The inputs are a bunch of spreadsheets where the text 'N/A' is used for missing values. I need to document how many occurrences in each column using solely index number as I won't know the name of the columns. The first few columns will always be the same but the last few columns change depending on the type of spreadsheet.
df = pd.DataFrame([[1000, 'Jerry', 'BR1','BR1','N/A'],
[1001, 'N/A', 'N/A', 'BR1','N/A'],
['N/A', 'N/A', 'BR3', 'BR2','N/A'],
[1003, 'Perry','BR4','BR1','N/A']],
columns=['ID', 'Name', 'Branch', 'Member of','Status'])
I need to be able to do something like:
df.iloc[:, 10:].contains('N/A').count()
And also it's contrary:
~df.iloc[:, 10:].contains('N/A').count()
It should output something like value_counts
Name 2
Branch 1
Status 4
...etc.
CodePudding user response:
This is an option: It creates a dictionary with value_counts for each column. You can make a list as well zipping the column with the values.
summary = {}
for i in df:
summary[i] = df[i].value_counts()
For example the Output of Branch column will be:
summary['Branch']
BR1 1
N/A 1
BR3 1
BR4 1
Name: Branch, dtype: int64
CodePudding user response:
You can try this:
import pandas as pd
df = pd.DataFrame([[1000, 'Jerry', 'BR1','BR1','N/A'],
[1001, 'N/A', 'N/A', 'BR1','N/A'],
['N/A', 'N/A', 'BR3', 'BR2','N/A'],
[1003, 'Perry','BR4','BR1','N/A']],
columns=['ID', 'Name', 'Branch', 'Member of','Status'])
df.applymap(lambda x: x == 'N/A').sum()
It gives:
ID 1
Name 2
Branch 1
Member of 0
Status 4
dtype: int64

----

WHAT TO WORK ON
[1] Return the passage of the forum thread on counting N/A values from "It should output" up to and including "summary[i] = df[i].value_counts()", copied exactly.
[2] Decide whether each statement below agrees with the forum thread on counting N/A values, answering yes or no and quoting the words of the thread that settle it. (a) The first reply builds a dictionary holding value_counts for every column. (b) The person asking will know the names of the columns ahead of time. (c) In the output of the second reply, the Member of column shows a count of 4.

----

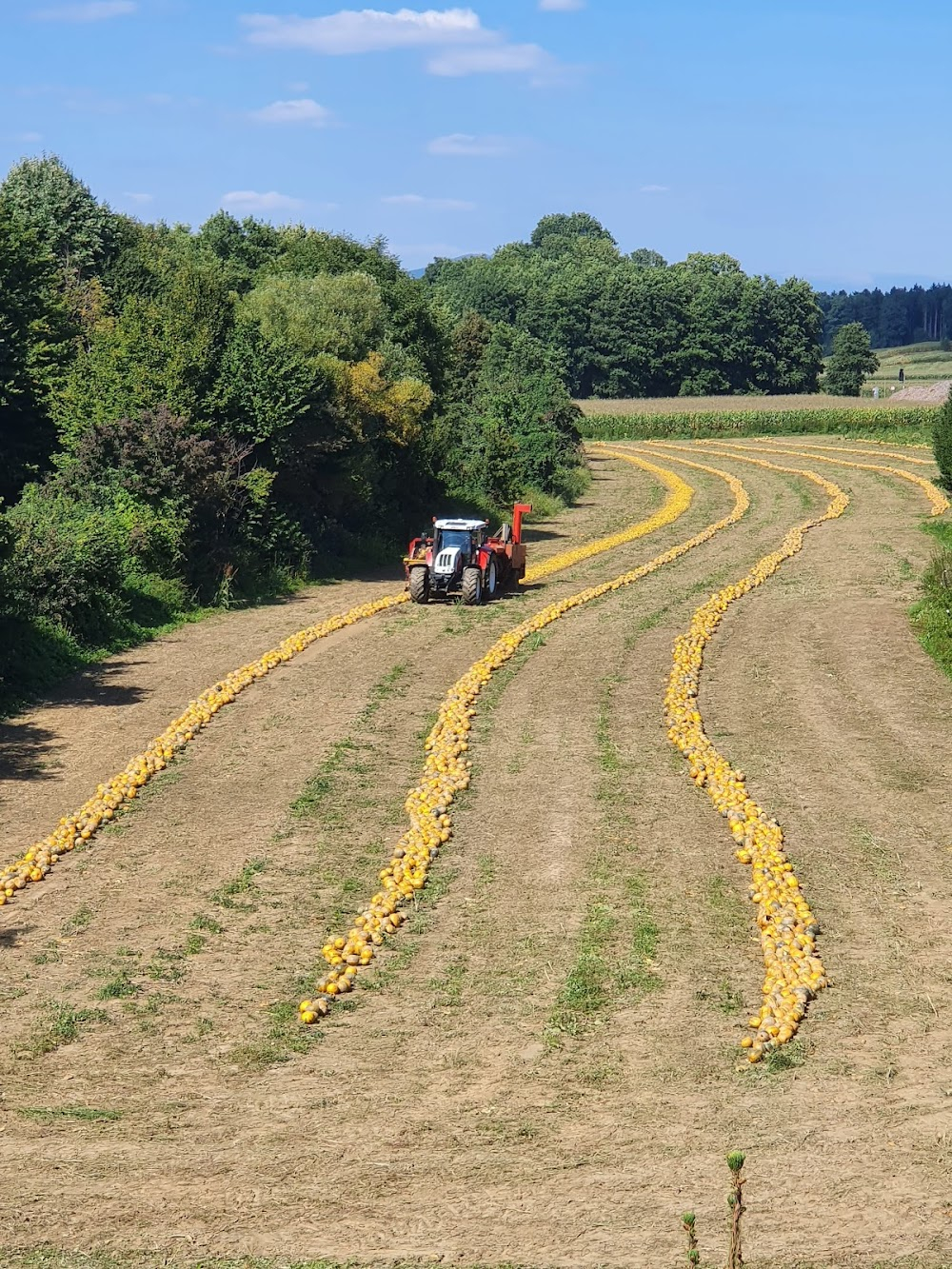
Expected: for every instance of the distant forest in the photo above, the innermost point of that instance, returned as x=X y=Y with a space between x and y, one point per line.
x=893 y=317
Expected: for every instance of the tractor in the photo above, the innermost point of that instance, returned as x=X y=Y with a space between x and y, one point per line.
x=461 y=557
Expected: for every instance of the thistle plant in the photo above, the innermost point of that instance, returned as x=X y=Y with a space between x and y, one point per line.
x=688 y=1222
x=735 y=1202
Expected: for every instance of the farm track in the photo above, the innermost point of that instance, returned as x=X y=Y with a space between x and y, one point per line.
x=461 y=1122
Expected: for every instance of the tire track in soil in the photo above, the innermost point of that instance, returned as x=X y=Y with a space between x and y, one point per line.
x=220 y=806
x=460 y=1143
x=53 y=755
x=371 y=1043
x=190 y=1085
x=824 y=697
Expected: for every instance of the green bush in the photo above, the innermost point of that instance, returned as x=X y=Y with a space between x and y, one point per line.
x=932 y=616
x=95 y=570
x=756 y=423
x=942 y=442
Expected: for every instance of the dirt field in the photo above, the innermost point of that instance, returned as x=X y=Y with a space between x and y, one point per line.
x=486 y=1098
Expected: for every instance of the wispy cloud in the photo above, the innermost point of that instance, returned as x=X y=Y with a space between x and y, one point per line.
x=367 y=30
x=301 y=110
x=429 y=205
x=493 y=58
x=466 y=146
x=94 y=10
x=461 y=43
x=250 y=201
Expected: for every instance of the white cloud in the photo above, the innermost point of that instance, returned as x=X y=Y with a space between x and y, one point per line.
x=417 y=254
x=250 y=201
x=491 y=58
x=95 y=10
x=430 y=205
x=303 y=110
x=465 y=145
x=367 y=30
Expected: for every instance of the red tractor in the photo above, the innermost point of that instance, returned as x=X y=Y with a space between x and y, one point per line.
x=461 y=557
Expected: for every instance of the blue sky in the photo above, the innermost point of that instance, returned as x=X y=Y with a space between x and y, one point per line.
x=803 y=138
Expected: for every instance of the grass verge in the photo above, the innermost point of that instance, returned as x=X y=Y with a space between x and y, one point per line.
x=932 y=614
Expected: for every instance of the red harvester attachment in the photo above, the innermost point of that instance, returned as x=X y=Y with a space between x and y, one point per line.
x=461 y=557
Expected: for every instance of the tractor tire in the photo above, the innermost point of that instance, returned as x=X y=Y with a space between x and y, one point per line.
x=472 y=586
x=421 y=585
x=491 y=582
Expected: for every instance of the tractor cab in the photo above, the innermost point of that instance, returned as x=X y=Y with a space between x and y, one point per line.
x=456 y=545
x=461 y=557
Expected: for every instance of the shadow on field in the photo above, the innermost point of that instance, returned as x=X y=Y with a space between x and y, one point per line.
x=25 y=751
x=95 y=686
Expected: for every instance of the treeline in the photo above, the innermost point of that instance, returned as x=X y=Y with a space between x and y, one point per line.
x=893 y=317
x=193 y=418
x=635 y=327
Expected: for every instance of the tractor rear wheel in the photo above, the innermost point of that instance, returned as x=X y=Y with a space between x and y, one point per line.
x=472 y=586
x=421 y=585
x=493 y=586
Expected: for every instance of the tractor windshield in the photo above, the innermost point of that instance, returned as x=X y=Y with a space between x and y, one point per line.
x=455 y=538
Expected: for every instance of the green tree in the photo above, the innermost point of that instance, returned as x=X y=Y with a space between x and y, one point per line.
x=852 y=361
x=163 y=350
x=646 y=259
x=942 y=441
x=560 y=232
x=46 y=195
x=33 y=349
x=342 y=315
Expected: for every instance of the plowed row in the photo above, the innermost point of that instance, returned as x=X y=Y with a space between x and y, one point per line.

----

OUTPUTS IN ORDER
[1]
It should output something like value_counts
Name 2
Branch 1
Status 4
...etc.
CodePudding user response:
This is an option: It creates a dictionary with value_counts for each column. You can make a list as well zipping the column with the values.
summary = {}
for i in df:
summary[i] = df[i].value_counts()

[2]
(a) Yes: "It creates a dictionary with value_counts for each column."
(b) No: "as I won't know the name of the columns."
(c) No: "Member of 0"